• _What to do_
With the pictures removed, write out the data below exactly.

=== Supplied material ===

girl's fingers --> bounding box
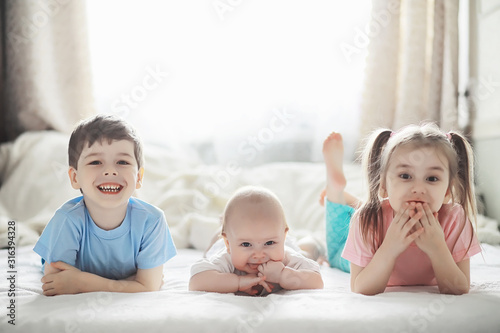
[407,227,424,241]
[393,203,411,226]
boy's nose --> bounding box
[104,167,117,176]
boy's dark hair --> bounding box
[68,114,144,169]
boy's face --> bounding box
[223,202,287,274]
[68,139,144,211]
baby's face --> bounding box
[69,139,143,211]
[223,202,287,274]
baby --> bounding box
[189,186,323,296]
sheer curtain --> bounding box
[360,0,461,139]
[87,1,371,164]
[0,0,94,142]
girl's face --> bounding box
[381,145,451,214]
[223,202,287,274]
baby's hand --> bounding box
[238,274,273,296]
[258,261,285,284]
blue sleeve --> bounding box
[136,212,177,270]
[33,211,81,269]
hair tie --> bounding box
[446,133,452,141]
[390,131,395,137]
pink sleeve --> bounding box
[442,204,481,262]
[341,214,376,267]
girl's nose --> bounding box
[411,181,425,193]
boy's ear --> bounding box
[136,167,145,189]
[68,167,80,190]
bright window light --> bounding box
[87,0,371,163]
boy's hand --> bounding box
[41,262,82,296]
[257,260,285,284]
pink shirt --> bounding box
[342,200,481,286]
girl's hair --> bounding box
[221,186,289,236]
[355,123,477,252]
[68,114,144,169]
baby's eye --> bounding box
[117,160,130,165]
[240,242,251,247]
[89,160,101,165]
[399,173,411,180]
[427,176,439,182]
[265,241,275,246]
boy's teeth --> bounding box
[98,185,121,192]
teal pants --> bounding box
[325,200,354,273]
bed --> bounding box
[1,131,500,332]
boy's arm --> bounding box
[189,270,271,295]
[41,262,163,296]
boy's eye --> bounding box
[427,176,439,182]
[89,161,101,165]
[241,242,251,247]
[399,173,411,180]
[265,241,275,246]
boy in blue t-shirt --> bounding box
[34,114,176,296]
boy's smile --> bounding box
[97,183,123,193]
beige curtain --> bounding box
[359,0,459,138]
[2,0,94,141]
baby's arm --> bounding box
[189,270,271,295]
[41,262,163,296]
[258,261,323,290]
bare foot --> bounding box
[323,132,347,205]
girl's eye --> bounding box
[117,160,130,165]
[399,173,411,180]
[89,161,101,165]
[427,176,439,182]
[265,241,275,246]
[241,242,251,247]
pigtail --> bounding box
[356,129,392,250]
[448,132,478,254]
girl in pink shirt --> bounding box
[322,123,480,295]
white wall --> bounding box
[469,0,500,222]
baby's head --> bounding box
[221,186,289,274]
[68,114,144,170]
[67,114,144,202]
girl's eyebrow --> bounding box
[428,166,445,172]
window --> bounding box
[87,0,371,164]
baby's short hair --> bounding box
[221,186,289,235]
[68,114,144,169]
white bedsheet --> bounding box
[1,244,500,333]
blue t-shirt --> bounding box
[33,196,177,280]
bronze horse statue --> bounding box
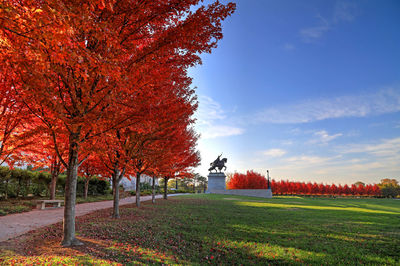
[208,155,227,173]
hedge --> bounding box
[0,166,110,199]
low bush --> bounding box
[0,167,110,199]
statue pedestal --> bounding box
[265,188,273,198]
[207,172,226,193]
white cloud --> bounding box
[300,2,357,42]
[339,137,400,157]
[195,95,244,139]
[201,125,244,139]
[251,88,400,124]
[311,130,343,143]
[195,95,226,126]
[300,14,331,42]
[262,148,287,157]
[284,155,337,166]
[300,25,330,42]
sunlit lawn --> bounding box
[0,194,399,265]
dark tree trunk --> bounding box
[49,174,57,200]
[136,172,141,207]
[163,177,168,200]
[152,176,156,204]
[5,178,8,200]
[111,162,125,218]
[84,178,90,200]
[49,161,60,200]
[112,171,120,218]
[61,131,82,247]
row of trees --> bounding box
[0,0,235,246]
[270,179,381,196]
[162,173,208,192]
[226,171,399,197]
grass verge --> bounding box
[0,194,399,265]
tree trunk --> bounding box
[84,178,90,200]
[152,176,156,204]
[4,179,8,200]
[163,177,168,200]
[49,160,60,200]
[112,172,120,218]
[136,172,141,207]
[61,131,82,247]
[49,169,58,200]
[49,175,57,200]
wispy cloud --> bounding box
[201,125,244,139]
[195,95,244,139]
[300,1,357,42]
[311,130,343,144]
[254,138,400,183]
[300,14,330,42]
[339,137,400,157]
[284,155,338,166]
[251,88,400,124]
[262,148,287,157]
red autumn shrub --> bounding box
[226,170,267,189]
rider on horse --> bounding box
[211,154,222,167]
[209,154,227,173]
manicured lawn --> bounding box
[0,194,399,265]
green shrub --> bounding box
[0,167,110,199]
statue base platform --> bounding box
[206,172,226,193]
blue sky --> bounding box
[190,0,400,184]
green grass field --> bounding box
[1,194,399,265]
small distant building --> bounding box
[119,175,159,191]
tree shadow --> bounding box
[0,196,399,265]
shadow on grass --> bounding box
[1,195,399,265]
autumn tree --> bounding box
[0,74,35,167]
[79,155,103,200]
[1,0,235,246]
[20,126,69,200]
[379,178,399,198]
[156,126,200,200]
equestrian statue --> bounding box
[208,154,227,173]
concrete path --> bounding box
[0,194,185,242]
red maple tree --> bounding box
[1,0,235,246]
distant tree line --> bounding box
[227,171,399,198]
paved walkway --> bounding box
[0,194,184,242]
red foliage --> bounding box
[226,171,267,189]
[226,171,382,196]
[270,180,381,197]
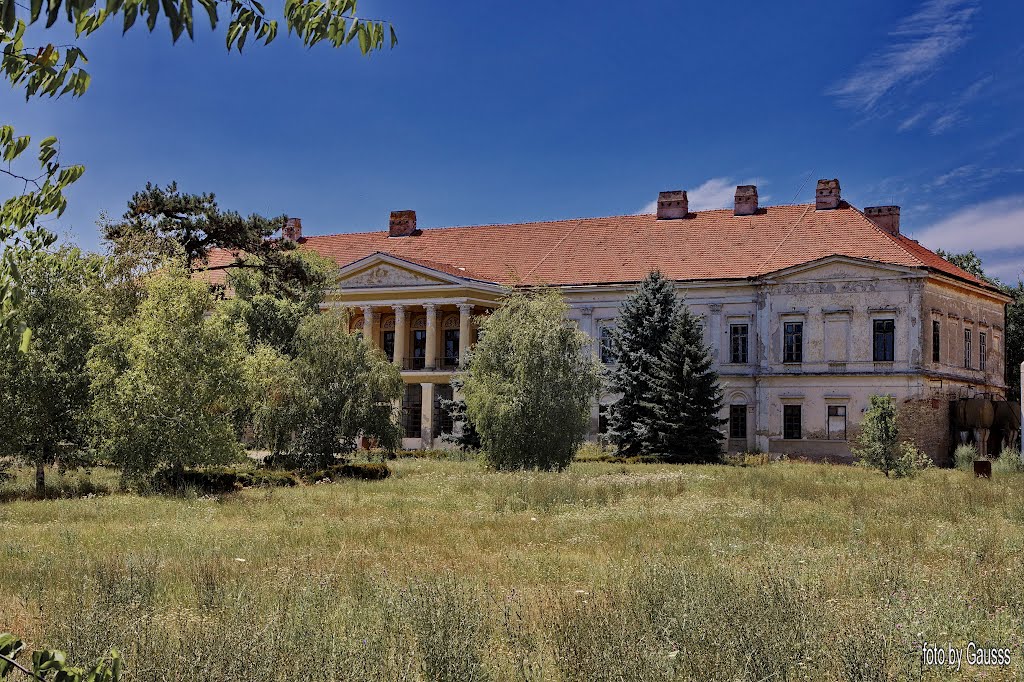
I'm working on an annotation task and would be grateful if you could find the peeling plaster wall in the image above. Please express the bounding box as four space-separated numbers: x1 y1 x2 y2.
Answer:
921 278 1007 397
566 259 1007 464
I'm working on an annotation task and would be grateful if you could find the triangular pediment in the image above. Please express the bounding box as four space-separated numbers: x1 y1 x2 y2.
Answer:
765 255 919 283
336 252 500 291
340 262 450 288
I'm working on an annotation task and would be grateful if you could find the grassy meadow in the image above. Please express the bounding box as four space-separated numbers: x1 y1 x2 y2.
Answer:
1 458 1023 681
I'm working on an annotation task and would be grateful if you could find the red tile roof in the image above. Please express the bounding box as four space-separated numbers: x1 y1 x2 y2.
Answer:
201 202 997 292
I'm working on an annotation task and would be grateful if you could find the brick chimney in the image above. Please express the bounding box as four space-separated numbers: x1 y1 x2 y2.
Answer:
283 217 302 241
734 185 758 216
864 206 900 235
389 210 417 237
656 190 689 220
815 179 841 210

===

• _Solution below_
girl's fingers --> bounding box
[407,227,424,241]
[393,203,411,226]
boy's nose --> bounding box
[104,167,117,176]
boy's dark hair --> bounding box
[68,114,144,169]
boy's face --> bounding box
[223,202,287,274]
[68,139,144,211]
baby's face --> bounding box
[69,139,143,211]
[223,202,287,274]
baby --> bounding box
[189,186,323,296]
sheer curtain --> bounding box
[360,0,461,139]
[87,1,371,164]
[0,0,94,142]
girl's face --> bounding box
[381,145,451,214]
[223,202,287,274]
baby's hand --> bounding box
[238,274,273,296]
[258,261,285,284]
blue sleeve --> bounding box
[136,212,177,270]
[33,211,81,269]
hair tie --> bounding box
[446,133,452,141]
[390,131,395,137]
pink sleeve --> bounding box
[442,204,481,262]
[341,214,376,267]
girl's nose --> bounding box
[411,181,425,193]
boy's ear --> bounding box
[136,167,145,189]
[68,167,80,190]
bright window light --> bounding box
[87,0,371,163]
boy's hand --> bounding box
[41,262,82,296]
[257,260,285,284]
pink shirt --> bounding box
[342,200,481,286]
girl's hair --> bounding box
[221,186,289,236]
[355,123,477,252]
[68,114,144,169]
baby's eye --> bounding box
[117,160,130,165]
[240,242,251,247]
[89,160,101,165]
[399,173,411,180]
[427,176,439,182]
[265,241,275,246]
boy's teeth --> bounding box
[98,185,121,192]
teal pants --> bounding box
[325,200,354,273]
bed --> bounding box
[1,131,500,332]
boy's arm --> bounding box
[189,270,271,295]
[41,262,163,296]
boy's eye --> bounding box
[427,176,439,182]
[89,161,101,165]
[241,242,251,247]
[399,173,411,180]
[265,241,275,246]
boy in blue t-shirt --> bounding box
[34,114,176,296]
boy's smile --> bounding box
[97,183,123,193]
beige curtain --> bounding box
[359,0,459,138]
[2,0,94,141]
baby's arm --> bounding box
[189,270,271,295]
[41,262,163,296]
[258,261,323,290]
bare foot --> bounding box
[323,132,347,205]
girl's eye --> bounding box
[117,160,130,165]
[399,173,411,180]
[89,161,101,165]
[427,176,439,182]
[265,241,275,246]
[241,242,251,247]
pigtail --> bounding box
[356,129,392,250]
[448,132,478,254]
girl in pink shirt --> bounding box
[322,123,480,295]
white wall --> bounding box
[469,0,500,222]
baby's head --> bounding box
[221,186,289,274]
[68,114,144,170]
[67,114,144,202]
girl's eyebrow --> bounding box
[428,166,445,172]
window --> bounding box
[87,0,371,164]
baby's short hair --> bounding box
[221,186,289,235]
[68,114,144,169]
white bedsheet --> bounding box
[1,244,500,333]
blue t-shirt --> bounding box
[33,196,177,280]
bronze horse statue --> bounding box
[208,155,227,173]
hedge --> bounding box
[0,166,110,199]
low bush --> bounding box
[0,167,110,199]
statue pedestal --> bounding box
[265,188,273,198]
[207,172,226,193]
white cloud --> bounding box
[300,2,357,42]
[339,137,400,157]
[195,95,244,139]
[201,125,244,139]
[251,88,400,124]
[311,130,343,143]
[195,95,226,126]
[300,14,331,42]
[262,148,287,157]
[284,155,337,166]
[300,25,330,42]
sunlit lawn --> bounding box
[0,194,399,265]
dark tree trunk --> bounding box
[49,174,57,200]
[136,172,141,207]
[163,177,168,200]
[152,176,156,204]
[5,178,8,200]
[111,162,125,218]
[84,178,90,200]
[49,161,60,200]
[112,171,120,218]
[61,131,82,247]
row of trees --> bounding box
[0,0,235,246]
[270,179,381,196]
[162,173,208,192]
[226,171,399,197]
grass verge --> bounding box
[0,194,399,265]
tree trunk --> bounding box
[84,178,90,200]
[152,176,156,204]
[4,179,8,200]
[163,177,168,200]
[49,160,60,200]
[112,172,120,218]
[136,172,141,207]
[61,131,82,247]
[49,169,58,200]
[49,175,57,200]
wispy cloud --> bounding box
[201,125,244,139]
[195,95,244,139]
[300,1,357,42]
[311,130,343,144]
[254,138,400,183]
[300,14,330,42]
[339,137,400,157]
[284,155,338,166]
[251,88,400,124]
[262,148,287,157]
red autumn shrub --> bounding box
[226,170,267,189]
rider on horse --> bounding box
[211,154,222,167]
[209,154,227,173]
manicured lawn --> bounding box
[0,194,399,265]
green shrub --> bounding box
[0,167,110,199]
statue base platform --> bounding box
[206,172,226,193]
blue sky --> bounding box
[190,0,400,184]
green grass field --> bounding box
[1,194,399,265]
small distant building --> bounding box
[119,175,159,191]
tree shadow --> bounding box
[0,196,399,265]
shadow on grass --> bounding box
[1,195,399,265]
autumn tree --> bounding box
[0,74,35,167]
[79,155,103,200]
[1,0,235,246]
[20,126,69,200]
[379,178,399,198]
[156,126,200,200]
equestrian statue --> bounding box
[208,154,227,173]
concrete path --> bounding box
[0,194,185,242]
red maple tree --> bounding box
[1,0,235,246]
distant tree line --> bounding box
[227,171,399,198]
paved walkway --> bounding box
[0,194,184,242]
red foliage --> bounding box
[226,171,267,189]
[226,171,382,196]
[270,180,381,197]
I'm working on an annotation task and would be grateful if you could find the peeling plaster wall in the image above. Please express the bounding box as four space-separated numbers: x1 y1 x2 y2.
Answer:
921 278 1007 397
566 259 1007 464
I'm working on an annotation task and would be grateful if you could find the triangular pediment in the image above. Please express the bounding box as four space-separated numbers: x1 y1 x2 y2.
Answer:
765 255 919 283
336 252 500 291
340 262 450 288
I'm working on an annotation task and would be grateful if you could find the grassy meadow in the image above. Please express the bounding box as four space-separated numbers: x1 y1 x2 y2.
Answer:
1 458 1023 681
I'm working on an annotation task and would be grateful if you could find the red tile roof in the image above. Please express the bounding box as four space-separated numbers: x1 y1 x2 y2.
Answer:
201 202 997 292
I'm working on an annotation task and would be grateful if you could find the brick chimney in the image above. Please express the bounding box as four space-separated numbers: x1 y1 x2 y2.
Answer:
283 217 302 241
734 185 758 216
864 206 900 235
389 210 417 237
656 190 689 220
815 179 841 210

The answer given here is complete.